• **WORK TO BE COMPLETED**: Below are records; please give the number of their lines that contain the string "granola", and only that number.

• **RECORDS PROVIDED**:

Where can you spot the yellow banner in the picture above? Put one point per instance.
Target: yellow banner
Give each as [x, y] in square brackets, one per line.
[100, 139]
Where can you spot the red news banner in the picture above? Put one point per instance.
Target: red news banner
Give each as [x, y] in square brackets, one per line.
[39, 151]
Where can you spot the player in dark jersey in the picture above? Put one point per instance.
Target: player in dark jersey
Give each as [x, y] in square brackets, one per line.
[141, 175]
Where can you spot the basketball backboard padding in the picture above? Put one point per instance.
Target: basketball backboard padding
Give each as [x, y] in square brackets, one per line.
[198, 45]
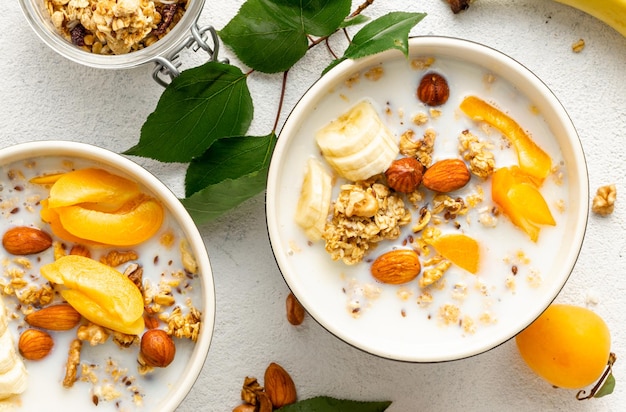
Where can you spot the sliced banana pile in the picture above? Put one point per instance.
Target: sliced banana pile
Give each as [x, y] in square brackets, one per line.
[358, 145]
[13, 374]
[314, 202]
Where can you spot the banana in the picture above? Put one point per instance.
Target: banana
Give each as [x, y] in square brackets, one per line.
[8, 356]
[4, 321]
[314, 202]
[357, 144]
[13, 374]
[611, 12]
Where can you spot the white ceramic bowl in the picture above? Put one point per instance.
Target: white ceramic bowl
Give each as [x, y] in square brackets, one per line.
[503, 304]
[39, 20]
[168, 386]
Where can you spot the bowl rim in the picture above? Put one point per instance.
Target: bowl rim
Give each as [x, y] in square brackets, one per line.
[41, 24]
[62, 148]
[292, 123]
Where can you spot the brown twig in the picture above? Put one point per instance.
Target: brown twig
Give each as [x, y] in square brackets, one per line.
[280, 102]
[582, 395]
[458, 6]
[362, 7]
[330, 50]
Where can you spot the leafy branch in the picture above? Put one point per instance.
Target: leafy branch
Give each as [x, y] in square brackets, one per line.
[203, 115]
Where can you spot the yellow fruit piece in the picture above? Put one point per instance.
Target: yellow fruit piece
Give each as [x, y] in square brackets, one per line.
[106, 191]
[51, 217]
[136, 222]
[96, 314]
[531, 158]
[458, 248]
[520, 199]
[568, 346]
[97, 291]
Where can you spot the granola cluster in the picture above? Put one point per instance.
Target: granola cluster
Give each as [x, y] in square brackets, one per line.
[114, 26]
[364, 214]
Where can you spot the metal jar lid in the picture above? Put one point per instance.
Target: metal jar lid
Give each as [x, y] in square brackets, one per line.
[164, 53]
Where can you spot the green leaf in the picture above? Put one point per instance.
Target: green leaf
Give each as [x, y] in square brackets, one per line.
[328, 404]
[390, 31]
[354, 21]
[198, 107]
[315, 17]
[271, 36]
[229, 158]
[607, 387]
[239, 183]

...

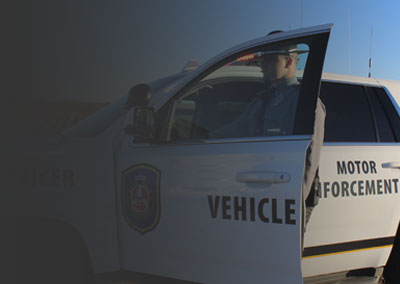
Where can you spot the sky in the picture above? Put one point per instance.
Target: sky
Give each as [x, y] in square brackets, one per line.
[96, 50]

--

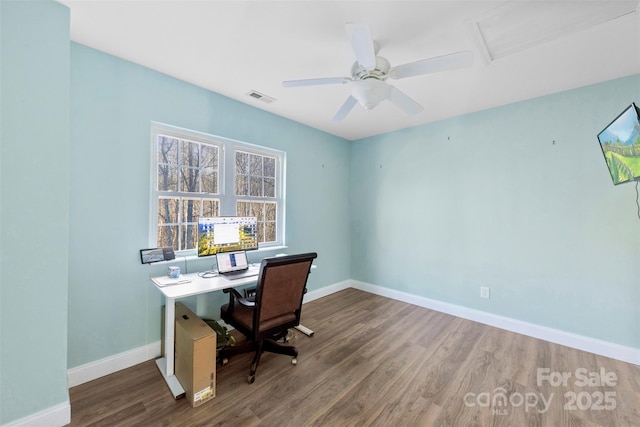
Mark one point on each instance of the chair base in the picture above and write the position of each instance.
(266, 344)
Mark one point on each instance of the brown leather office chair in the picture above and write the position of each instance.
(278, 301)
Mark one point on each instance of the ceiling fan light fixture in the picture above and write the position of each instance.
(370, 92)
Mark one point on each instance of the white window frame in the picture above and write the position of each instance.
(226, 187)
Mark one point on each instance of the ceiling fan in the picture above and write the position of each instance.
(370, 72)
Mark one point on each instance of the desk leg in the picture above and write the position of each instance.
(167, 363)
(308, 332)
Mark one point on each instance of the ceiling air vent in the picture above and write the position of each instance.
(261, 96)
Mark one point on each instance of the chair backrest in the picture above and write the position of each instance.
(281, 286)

• **WRITTEN SOLUTION**: 2